## Start

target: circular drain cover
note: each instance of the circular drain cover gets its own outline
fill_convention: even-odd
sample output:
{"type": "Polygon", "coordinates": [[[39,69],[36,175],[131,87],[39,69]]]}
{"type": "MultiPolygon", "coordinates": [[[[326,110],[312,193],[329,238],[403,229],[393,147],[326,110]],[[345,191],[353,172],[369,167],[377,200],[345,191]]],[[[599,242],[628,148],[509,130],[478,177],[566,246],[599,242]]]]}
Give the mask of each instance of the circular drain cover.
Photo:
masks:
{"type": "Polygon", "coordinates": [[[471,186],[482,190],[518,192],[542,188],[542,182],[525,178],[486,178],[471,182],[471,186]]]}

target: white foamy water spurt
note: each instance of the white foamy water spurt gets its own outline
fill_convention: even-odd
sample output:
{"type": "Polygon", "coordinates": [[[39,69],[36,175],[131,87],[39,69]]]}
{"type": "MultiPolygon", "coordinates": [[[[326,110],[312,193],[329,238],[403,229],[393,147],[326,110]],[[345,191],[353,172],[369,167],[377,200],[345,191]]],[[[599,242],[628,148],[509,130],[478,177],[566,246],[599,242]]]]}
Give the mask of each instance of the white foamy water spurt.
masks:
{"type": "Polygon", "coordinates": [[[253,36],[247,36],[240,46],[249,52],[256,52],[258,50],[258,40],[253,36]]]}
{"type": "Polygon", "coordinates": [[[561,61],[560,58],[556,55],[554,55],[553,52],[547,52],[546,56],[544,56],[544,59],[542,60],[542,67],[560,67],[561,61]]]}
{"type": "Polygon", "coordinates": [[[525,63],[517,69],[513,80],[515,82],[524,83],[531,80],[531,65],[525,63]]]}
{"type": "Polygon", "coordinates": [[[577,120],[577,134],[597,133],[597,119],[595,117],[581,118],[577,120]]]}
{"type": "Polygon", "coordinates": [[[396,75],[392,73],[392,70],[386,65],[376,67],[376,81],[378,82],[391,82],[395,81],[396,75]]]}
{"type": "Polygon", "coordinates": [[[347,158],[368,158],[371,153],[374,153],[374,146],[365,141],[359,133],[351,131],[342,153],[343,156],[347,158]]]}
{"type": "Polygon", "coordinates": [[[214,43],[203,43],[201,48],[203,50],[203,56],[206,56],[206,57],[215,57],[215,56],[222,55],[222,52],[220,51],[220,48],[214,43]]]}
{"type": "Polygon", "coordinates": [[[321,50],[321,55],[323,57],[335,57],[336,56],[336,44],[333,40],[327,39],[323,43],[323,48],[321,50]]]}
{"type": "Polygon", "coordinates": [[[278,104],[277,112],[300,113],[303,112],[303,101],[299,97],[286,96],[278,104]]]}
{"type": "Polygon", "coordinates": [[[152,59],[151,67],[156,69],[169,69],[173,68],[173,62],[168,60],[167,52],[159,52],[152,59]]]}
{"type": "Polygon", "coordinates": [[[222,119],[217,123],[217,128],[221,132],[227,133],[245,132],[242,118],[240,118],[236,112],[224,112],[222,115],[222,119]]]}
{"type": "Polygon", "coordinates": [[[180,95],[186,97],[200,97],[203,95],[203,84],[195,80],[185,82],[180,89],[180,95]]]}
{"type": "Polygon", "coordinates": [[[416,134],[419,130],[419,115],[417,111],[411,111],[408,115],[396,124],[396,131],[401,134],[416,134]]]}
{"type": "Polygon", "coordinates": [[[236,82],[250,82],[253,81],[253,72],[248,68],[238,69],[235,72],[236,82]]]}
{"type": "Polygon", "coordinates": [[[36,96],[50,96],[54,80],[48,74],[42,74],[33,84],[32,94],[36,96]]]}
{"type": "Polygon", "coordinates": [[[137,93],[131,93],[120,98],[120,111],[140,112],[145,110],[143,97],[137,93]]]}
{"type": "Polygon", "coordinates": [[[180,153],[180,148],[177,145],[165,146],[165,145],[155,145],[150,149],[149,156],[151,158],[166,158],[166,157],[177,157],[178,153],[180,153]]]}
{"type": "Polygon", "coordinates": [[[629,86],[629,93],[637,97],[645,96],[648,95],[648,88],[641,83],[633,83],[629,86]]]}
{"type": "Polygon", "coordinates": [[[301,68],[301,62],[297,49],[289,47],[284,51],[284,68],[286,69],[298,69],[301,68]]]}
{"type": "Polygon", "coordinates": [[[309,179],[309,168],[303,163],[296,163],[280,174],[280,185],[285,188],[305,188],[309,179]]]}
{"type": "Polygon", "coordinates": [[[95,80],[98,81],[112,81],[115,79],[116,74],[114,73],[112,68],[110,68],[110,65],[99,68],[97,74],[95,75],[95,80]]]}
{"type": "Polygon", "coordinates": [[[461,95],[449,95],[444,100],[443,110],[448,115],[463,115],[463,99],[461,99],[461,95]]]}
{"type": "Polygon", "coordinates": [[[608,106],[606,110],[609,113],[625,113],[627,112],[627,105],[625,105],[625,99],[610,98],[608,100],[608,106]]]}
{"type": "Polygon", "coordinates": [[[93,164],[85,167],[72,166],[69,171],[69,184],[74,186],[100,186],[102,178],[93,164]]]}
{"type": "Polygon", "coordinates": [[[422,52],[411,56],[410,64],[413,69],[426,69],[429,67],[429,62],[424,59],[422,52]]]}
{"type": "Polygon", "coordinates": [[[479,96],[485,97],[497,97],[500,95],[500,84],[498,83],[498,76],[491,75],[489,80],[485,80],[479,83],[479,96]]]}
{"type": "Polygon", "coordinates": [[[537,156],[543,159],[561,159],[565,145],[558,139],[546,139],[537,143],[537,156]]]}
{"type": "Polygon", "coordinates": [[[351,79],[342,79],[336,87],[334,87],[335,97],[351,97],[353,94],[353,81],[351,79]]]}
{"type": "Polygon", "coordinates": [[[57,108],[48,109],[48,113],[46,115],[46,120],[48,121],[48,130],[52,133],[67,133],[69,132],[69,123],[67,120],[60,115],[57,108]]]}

## End

_Short exercise_: Using the data above, reproduce every line exactly.

_Solved exercise_:
target: circular drain cover
note: each instance of the circular drain cover gets its own outline
fill_convention: even-odd
sample output:
{"type": "Polygon", "coordinates": [[[39,69],[36,175],[131,87],[39,69]]]}
{"type": "MultiPolygon", "coordinates": [[[[326,110],[312,193],[329,238],[403,229],[393,147],[326,110]],[[345,191],[353,172],[369,167],[377,200],[345,191]]],[[[599,242],[628,148],[509,130],[478,177],[566,246],[599,242]]]]}
Give the mask of each instance of the circular drain cover.
Photo:
masks:
{"type": "Polygon", "coordinates": [[[471,186],[482,190],[518,192],[542,188],[542,182],[525,178],[486,178],[471,182],[471,186]]]}

target: white foamy water spurt
note: each instance of the white foamy water spurt gets its own outline
fill_convention: even-odd
sample output:
{"type": "Polygon", "coordinates": [[[39,69],[36,175],[131,87],[39,69]]]}
{"type": "MultiPolygon", "coordinates": [[[[326,110],[312,193],[329,238],[403,229],[393,147],[326,110]],[[345,191],[353,172],[369,167],[377,200],[345,191]]],[[[599,242],[628,148],[509,130],[478,177],[566,246],[599,242]]]]}
Give the mask of each instance of the white foamy water spurt.
masks:
{"type": "Polygon", "coordinates": [[[253,36],[247,36],[240,46],[249,52],[256,52],[258,50],[258,40],[253,36]]]}
{"type": "Polygon", "coordinates": [[[561,61],[560,58],[556,55],[554,55],[553,52],[547,52],[546,56],[544,56],[544,59],[542,60],[542,67],[560,67],[561,61]]]}
{"type": "Polygon", "coordinates": [[[525,63],[517,69],[513,80],[515,82],[524,83],[531,80],[531,65],[525,63]]]}
{"type": "Polygon", "coordinates": [[[577,120],[577,134],[597,133],[597,119],[595,117],[581,118],[577,120]]]}
{"type": "Polygon", "coordinates": [[[396,75],[392,73],[392,70],[386,65],[376,67],[376,81],[378,82],[391,82],[395,81],[396,75]]]}
{"type": "Polygon", "coordinates": [[[347,158],[368,158],[371,153],[374,153],[374,146],[365,141],[359,133],[351,131],[342,153],[343,156],[347,158]]]}
{"type": "Polygon", "coordinates": [[[214,43],[203,43],[201,48],[203,50],[203,56],[206,56],[206,57],[215,57],[215,56],[222,55],[222,52],[220,51],[220,48],[214,43]]]}
{"type": "Polygon", "coordinates": [[[321,50],[321,55],[323,57],[335,57],[336,56],[336,44],[333,40],[327,39],[323,43],[323,48],[321,50]]]}
{"type": "Polygon", "coordinates": [[[278,104],[277,112],[300,113],[303,112],[303,101],[299,97],[286,96],[278,104]]]}
{"type": "Polygon", "coordinates": [[[152,59],[151,67],[156,69],[169,69],[173,68],[173,62],[168,60],[167,52],[159,52],[152,59]]]}
{"type": "Polygon", "coordinates": [[[222,119],[217,123],[217,128],[221,132],[227,133],[245,132],[242,118],[240,118],[236,112],[224,112],[222,115],[222,119]]]}
{"type": "Polygon", "coordinates": [[[180,95],[186,97],[200,97],[203,95],[203,84],[195,80],[185,82],[180,89],[180,95]]]}
{"type": "Polygon", "coordinates": [[[416,134],[419,130],[419,115],[417,111],[411,111],[408,115],[396,124],[396,131],[401,134],[416,134]]]}
{"type": "Polygon", "coordinates": [[[236,82],[250,82],[253,81],[253,72],[248,68],[238,69],[235,72],[236,82]]]}
{"type": "Polygon", "coordinates": [[[36,96],[50,96],[54,80],[48,74],[42,74],[33,84],[32,94],[36,96]]]}
{"type": "Polygon", "coordinates": [[[137,93],[131,93],[120,98],[120,111],[140,112],[145,110],[143,97],[137,93]]]}
{"type": "Polygon", "coordinates": [[[180,153],[180,148],[177,145],[165,146],[165,145],[155,145],[150,149],[149,156],[151,158],[166,158],[166,157],[177,157],[178,153],[180,153]]]}
{"type": "Polygon", "coordinates": [[[629,86],[629,93],[637,97],[645,96],[648,95],[648,88],[641,83],[633,83],[629,86]]]}
{"type": "Polygon", "coordinates": [[[301,68],[301,62],[297,49],[289,47],[284,51],[284,68],[286,69],[298,69],[301,68]]]}
{"type": "Polygon", "coordinates": [[[309,179],[309,168],[303,163],[296,163],[280,174],[280,185],[285,188],[305,188],[309,179]]]}
{"type": "Polygon", "coordinates": [[[95,80],[98,81],[112,81],[115,79],[116,74],[114,73],[112,68],[110,68],[110,65],[99,68],[97,74],[95,75],[95,80]]]}
{"type": "Polygon", "coordinates": [[[461,95],[449,95],[444,100],[443,110],[448,115],[463,115],[463,99],[461,99],[461,95]]]}
{"type": "Polygon", "coordinates": [[[608,106],[606,110],[609,113],[625,113],[627,112],[627,105],[625,105],[625,99],[610,98],[608,100],[608,106]]]}
{"type": "Polygon", "coordinates": [[[93,164],[85,167],[72,166],[69,171],[69,184],[74,186],[100,186],[102,178],[93,164]]]}
{"type": "Polygon", "coordinates": [[[422,52],[411,56],[410,64],[413,69],[426,69],[429,67],[429,62],[424,59],[422,52]]]}
{"type": "Polygon", "coordinates": [[[479,96],[485,97],[497,97],[500,95],[500,84],[498,83],[498,76],[491,75],[489,80],[485,80],[479,83],[479,96]]]}
{"type": "Polygon", "coordinates": [[[537,156],[543,159],[561,159],[565,145],[558,139],[546,139],[537,143],[537,156]]]}
{"type": "Polygon", "coordinates": [[[351,79],[342,79],[336,87],[334,87],[335,97],[351,97],[353,94],[353,81],[351,79]]]}
{"type": "Polygon", "coordinates": [[[57,108],[48,109],[48,113],[46,115],[46,120],[48,121],[48,130],[52,133],[67,133],[69,132],[69,123],[67,120],[60,115],[57,108]]]}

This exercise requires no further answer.